DIRECTIONS FOR THIS TASK » Pull the text out of the data below character for character, leaving out the pictures.

..........

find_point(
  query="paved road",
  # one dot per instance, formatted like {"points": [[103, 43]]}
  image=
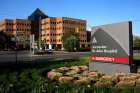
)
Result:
{"points": [[6, 56]]}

..........

SOLUTION BELOW »
find_point(
  query="paved road",
  # one dot per instance, formatted like {"points": [[103, 43]]}
  image=
)
Result:
{"points": [[6, 56]]}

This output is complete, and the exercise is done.